> **Yazılı Alıştırma 1**
Aşağıdaki makaleden "Yok estağfurullah, asıl" ifadesiyle başlayıp "da ne oldu?" ifadesiyle biten bölümü birebir alıntılayın.
# # # # #
SARI ÖKÜZ, AY MARİNA MI?

https://www.turkishnews.com/tr/content/yazarlar/huseyin-mumtaz/ - untitled

https://www.turkishnews.com/tr/content/yazarlar/huseyin-mumtaz/ - untitled

 

“SARI ÖKÜZ”, AY MARİNA MI?
Hüseyin MÜMTAZ

Yok estağfurullah, asıl “Sarı Öküz”; hem de, tam da 23 Nisan 2003 günü Kıbrıs Türk tarafının sınırları tek taraflı olarak karşılıklı geçişlere açmasıdır.
Bilgisayar/internet çağında yok Rum tarafı aslında ayni Paris’miş de bizimkiler çok merak ediyormuş; yok Türk tarafı çok kötüymüş de insanlar çadırlarda yaşayıp askerler tarafından idare ediliyormuş safsatalarının yalanlığını açığa çıkarmak için bir sene çalışılıp, bir gece ansızın açılmış olması geçişlerin, “Sarı Öküz”ün “gendileridir”.
Açıldı da ne oldu?
Rum tarafının güveni mi arttı, Türk tarafında ekonomi mi patladı?
# # # # #
> **Yazılı Alıştırma 2**
Aşağıdaki satırlarda "You are tasked with finding the warship." ifadesini içeren satırdan başlayıp satırların sonuna kadar uzanan kısmı, iki uç da dahil olmak üzere aynen yazın. Resimleri cevaba koymayın.

> **Koordinat işaretleme girdileri**
# # # # #
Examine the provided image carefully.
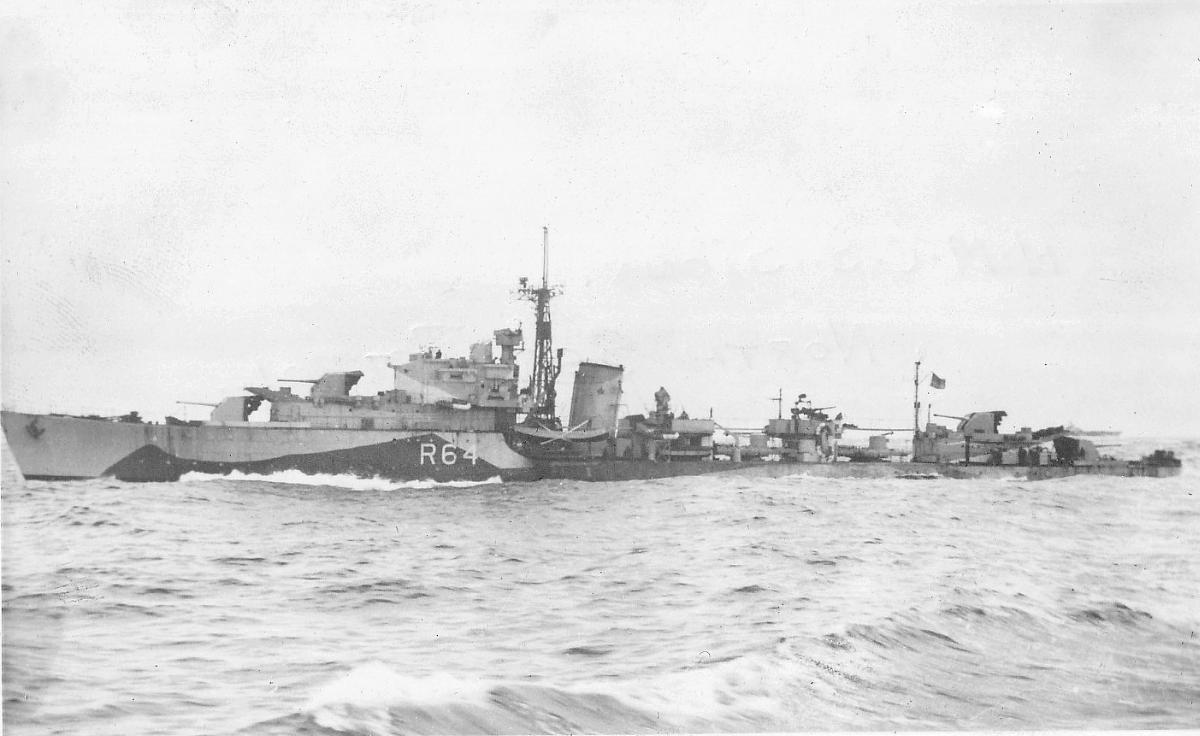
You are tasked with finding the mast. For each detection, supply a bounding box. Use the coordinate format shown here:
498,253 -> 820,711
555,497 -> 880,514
518,227 -> 563,420
912,360 -> 920,432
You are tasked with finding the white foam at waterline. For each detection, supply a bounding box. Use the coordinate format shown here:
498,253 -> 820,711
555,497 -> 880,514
180,469 -> 503,491
304,662 -> 497,712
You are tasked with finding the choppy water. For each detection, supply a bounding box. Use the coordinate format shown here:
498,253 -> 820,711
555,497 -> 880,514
2,442 -> 1200,735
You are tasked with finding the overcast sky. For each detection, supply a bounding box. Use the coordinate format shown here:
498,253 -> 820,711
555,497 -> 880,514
0,1 -> 1200,435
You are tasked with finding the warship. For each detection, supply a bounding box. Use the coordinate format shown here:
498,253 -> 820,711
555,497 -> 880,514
0,229 -> 1181,481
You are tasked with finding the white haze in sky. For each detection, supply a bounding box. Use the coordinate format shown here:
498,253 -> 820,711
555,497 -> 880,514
0,1 -> 1200,435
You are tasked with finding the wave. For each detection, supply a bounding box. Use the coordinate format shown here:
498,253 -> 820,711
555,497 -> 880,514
288,662 -> 664,735
180,469 -> 503,491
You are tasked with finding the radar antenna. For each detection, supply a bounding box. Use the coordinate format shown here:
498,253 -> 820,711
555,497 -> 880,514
517,227 -> 563,421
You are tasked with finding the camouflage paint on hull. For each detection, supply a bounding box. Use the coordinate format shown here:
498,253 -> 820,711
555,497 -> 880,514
2,412 -> 533,481
2,412 -> 1180,481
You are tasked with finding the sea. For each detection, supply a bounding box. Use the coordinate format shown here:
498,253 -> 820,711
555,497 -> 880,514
0,438 -> 1200,736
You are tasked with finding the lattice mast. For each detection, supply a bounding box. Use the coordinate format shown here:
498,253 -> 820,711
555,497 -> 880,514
518,227 -> 563,420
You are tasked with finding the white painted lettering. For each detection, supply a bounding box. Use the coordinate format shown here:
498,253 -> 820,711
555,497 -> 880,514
420,442 -> 438,465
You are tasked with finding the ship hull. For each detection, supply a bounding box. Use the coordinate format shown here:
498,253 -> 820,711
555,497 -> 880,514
2,412 -> 533,481
2,412 -> 1180,481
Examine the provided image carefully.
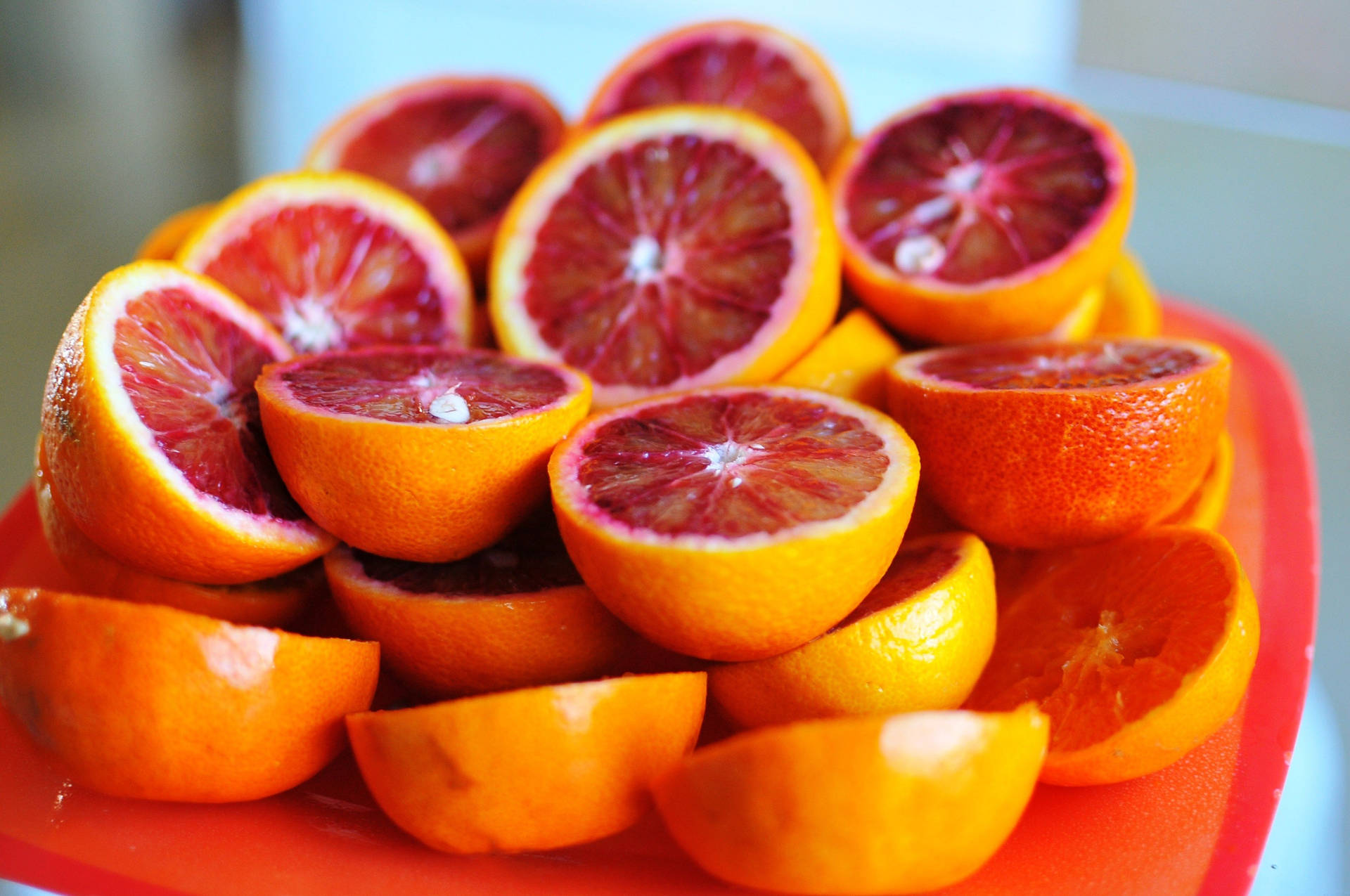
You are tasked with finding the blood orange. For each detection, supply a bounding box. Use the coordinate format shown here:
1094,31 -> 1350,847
490,107 -> 840,405
324,513 -> 632,698
549,386 -> 918,660
178,171 -> 472,352
258,346 -> 590,563
305,77 -> 567,279
42,262 -> 333,584
582,22 -> 851,169
889,339 -> 1231,548
830,89 -> 1134,343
# # # # #
> **Sonuç 1**
Yok estağfurullah, asıl “Sarı Öküz”; hem de, tam da 23 Nisan 2003 günü Kıbrıs Türk tarafının sınırları tek taraflı olarak karşılıklı geçişlere açmasıdır.
Bilgisayar/internet çağında yok Rum tarafı aslında ayni Paris’miş de bizimkiler çok merak ediyormuş; yok Türk tarafı çok kötüymüş de insanlar çadırlarda yaşayıp askerler tarafından idare ediliyormuş safsatalarının yalanlığını açığa çıkarmak için bir sene çalışılıp, bir gece ansızın açılmış olması geçişlerin, “Sarı Öküz”ün “gendileridir”.
Açıldı da ne oldu?

> **Sonuç 2**
You are tasked with finding the warship. For each detection, supply a bounding box. Use the coordinate format shown here:
498,253 -> 820,711
555,497 -> 880,514
0,229 -> 1181,481
You are tasked with finding the white haze in sky. For each detection, supply a bounding box. Use the coordinate format shown here:
498,253 -> 820,711
555,497 -> 880,514
0,1 -> 1200,435
You are tasked with finding the wave. For each detection, supply a bounding box. Use the coordinate format shown here:
498,253 -> 820,711
555,497 -> 880,514
288,662 -> 664,735
180,469 -> 503,491
You are tasked with finding the radar antenna. For each detection, supply a bounding box. Use the coordinate format shown here:
498,253 -> 820,711
555,497 -> 880,514
517,227 -> 563,421
You are tasked with finding the camouflage paint on hull. For each detection, supply a bounding box. Use the coordinate format shown here:
498,253 -> 820,711
555,497 -> 880,514
2,412 -> 533,481
2,412 -> 1180,481
You are tasked with finding the sea. For each detection, supply a bounding box. Use the coordinate format shown here:
498,253 -> 820,711
555,497 -> 880,514
0,438 -> 1200,736
You are tasked with finding the lattice mast. For each detection, supply a bounding box. Use the coordinate format shown here:
498,253 -> 820,711
555,497 -> 880,514
518,227 -> 563,420
You are tasked with finding the white painted lettering. For each detection, supply a bounding box. Use the coordinate format shown here:
498,253 -> 820,711
555,497 -> 880,514
420,442 -> 438,465
You are tasked with finding the ship hull. For each detection, supply a bounding box. Use the coordinate format shown here:
498,253 -> 820,711
555,497 -> 880,514
2,412 -> 533,481
2,412 -> 1180,481
Examine the provided image carefully.
You are tasked with finding the blood orange. For each detection, supply a bounding box. Use the coordinate format shown here:
1094,31 -> 1350,847
490,107 -> 840,405
324,513 -> 632,698
549,386 -> 918,660
178,171 -> 472,352
258,346 -> 590,563
305,77 -> 567,279
42,262 -> 333,584
582,22 -> 851,169
889,339 -> 1231,548
830,89 -> 1134,343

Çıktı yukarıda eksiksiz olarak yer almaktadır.